_EXERCISE DATA_

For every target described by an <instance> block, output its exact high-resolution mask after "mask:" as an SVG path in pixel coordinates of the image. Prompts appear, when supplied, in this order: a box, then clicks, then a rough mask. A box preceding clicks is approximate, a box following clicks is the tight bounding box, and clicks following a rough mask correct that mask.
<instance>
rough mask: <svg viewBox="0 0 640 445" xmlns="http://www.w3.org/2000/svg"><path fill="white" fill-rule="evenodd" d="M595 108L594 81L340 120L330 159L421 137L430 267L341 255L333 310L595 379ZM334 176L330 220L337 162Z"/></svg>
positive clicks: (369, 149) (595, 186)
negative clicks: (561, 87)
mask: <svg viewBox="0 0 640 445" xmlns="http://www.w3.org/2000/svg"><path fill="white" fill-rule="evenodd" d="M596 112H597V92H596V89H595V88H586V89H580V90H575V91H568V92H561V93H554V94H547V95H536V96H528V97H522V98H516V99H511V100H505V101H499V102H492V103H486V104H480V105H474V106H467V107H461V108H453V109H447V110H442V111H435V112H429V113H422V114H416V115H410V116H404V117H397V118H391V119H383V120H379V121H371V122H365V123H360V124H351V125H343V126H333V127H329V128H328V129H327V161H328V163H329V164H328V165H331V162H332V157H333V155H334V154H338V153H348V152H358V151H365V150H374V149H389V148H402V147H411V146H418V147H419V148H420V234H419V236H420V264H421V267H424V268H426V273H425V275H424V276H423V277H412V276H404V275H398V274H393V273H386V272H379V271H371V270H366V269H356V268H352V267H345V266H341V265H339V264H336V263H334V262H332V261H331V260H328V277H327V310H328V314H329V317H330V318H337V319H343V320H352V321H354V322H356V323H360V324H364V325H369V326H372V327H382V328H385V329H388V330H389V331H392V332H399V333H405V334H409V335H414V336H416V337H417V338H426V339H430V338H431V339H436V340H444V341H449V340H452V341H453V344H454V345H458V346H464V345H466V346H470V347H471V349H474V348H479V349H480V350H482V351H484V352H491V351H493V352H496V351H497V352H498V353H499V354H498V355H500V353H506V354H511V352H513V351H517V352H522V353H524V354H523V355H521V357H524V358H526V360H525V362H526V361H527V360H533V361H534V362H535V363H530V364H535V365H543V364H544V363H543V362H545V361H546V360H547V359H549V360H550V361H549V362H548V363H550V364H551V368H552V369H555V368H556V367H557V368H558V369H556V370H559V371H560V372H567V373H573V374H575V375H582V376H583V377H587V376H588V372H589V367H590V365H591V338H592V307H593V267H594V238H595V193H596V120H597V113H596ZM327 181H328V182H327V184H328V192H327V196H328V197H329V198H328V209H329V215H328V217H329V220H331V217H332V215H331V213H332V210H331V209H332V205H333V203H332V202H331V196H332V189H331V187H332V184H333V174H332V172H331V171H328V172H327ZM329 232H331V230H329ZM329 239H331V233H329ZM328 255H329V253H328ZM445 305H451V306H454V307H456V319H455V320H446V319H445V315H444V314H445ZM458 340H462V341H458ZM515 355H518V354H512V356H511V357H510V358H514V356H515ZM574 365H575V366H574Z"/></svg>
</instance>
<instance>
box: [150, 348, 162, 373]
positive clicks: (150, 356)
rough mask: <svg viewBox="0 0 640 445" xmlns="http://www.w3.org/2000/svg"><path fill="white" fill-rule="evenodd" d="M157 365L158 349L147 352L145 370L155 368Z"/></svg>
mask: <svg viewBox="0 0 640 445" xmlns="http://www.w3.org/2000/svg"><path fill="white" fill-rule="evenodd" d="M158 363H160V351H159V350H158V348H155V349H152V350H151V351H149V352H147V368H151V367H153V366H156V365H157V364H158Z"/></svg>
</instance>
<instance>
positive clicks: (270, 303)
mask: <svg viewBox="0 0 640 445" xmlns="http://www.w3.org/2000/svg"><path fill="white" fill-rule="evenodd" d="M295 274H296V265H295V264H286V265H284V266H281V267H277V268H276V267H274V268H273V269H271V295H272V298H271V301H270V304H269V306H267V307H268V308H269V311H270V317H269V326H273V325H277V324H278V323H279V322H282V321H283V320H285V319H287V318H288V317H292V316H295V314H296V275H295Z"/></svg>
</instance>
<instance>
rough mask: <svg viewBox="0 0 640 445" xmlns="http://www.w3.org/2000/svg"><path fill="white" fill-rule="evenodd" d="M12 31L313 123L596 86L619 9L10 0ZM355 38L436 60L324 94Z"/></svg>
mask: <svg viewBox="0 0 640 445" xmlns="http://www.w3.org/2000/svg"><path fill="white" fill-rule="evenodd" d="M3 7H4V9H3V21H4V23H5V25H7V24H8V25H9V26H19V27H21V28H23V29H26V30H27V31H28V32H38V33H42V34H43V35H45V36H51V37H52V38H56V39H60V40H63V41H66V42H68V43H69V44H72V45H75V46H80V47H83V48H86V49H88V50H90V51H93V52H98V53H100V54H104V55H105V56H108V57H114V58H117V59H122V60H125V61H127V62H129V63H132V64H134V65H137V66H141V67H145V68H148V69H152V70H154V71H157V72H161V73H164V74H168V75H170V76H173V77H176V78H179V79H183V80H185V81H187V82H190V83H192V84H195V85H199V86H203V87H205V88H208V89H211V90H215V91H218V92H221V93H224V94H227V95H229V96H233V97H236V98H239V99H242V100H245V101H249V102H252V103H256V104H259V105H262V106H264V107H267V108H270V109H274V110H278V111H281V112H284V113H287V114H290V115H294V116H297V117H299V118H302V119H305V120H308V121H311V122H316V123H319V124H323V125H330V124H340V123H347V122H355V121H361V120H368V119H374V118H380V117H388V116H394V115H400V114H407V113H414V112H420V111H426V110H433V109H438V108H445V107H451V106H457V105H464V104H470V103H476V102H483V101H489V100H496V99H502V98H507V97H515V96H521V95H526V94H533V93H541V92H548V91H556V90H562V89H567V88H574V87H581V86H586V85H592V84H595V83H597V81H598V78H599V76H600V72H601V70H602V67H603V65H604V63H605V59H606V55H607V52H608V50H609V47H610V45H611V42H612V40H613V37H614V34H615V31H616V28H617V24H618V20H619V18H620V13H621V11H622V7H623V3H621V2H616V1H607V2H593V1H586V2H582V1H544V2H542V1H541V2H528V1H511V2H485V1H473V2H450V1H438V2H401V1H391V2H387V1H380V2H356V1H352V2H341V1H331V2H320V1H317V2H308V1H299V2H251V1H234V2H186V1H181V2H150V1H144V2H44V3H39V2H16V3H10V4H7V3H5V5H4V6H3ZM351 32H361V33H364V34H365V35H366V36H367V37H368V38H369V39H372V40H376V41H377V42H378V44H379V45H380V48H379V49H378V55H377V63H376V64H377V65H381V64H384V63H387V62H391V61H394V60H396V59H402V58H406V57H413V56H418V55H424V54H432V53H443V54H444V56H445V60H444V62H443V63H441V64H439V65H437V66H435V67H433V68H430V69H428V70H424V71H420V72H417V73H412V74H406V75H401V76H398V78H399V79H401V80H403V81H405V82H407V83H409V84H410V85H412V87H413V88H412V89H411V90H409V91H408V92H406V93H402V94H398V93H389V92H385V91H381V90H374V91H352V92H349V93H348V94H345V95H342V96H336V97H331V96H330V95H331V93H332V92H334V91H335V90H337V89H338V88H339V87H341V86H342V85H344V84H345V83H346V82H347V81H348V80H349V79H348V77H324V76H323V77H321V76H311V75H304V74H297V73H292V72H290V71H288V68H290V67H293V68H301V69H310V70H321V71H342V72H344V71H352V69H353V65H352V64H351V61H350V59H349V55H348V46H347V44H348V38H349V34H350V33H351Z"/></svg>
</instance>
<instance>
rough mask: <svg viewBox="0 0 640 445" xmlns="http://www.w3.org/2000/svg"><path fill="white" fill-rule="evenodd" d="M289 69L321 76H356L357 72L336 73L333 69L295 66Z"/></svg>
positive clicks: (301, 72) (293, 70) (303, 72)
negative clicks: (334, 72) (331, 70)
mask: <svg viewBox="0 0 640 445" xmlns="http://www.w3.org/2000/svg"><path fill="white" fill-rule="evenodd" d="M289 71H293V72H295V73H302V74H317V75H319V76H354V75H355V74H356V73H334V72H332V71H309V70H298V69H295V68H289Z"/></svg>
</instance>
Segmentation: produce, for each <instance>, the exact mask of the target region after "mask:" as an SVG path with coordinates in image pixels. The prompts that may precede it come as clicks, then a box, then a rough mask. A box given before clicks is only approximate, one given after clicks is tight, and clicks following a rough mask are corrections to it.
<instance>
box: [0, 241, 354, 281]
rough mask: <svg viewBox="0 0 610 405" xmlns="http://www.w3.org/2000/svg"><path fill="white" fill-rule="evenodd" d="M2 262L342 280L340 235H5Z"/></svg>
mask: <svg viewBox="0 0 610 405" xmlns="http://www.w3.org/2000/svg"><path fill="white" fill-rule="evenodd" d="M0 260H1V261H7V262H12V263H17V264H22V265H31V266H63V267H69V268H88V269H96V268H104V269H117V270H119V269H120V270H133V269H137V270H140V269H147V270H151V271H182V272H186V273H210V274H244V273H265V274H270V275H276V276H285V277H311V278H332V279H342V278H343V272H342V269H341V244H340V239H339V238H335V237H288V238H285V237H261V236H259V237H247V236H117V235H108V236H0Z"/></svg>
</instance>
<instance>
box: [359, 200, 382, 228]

_ASSIGNMENT_
Each line of the listing above that includes the word "approximate" is to be counted, and only the total reported.

_ANSWER FOR THIS EXERCISE_
2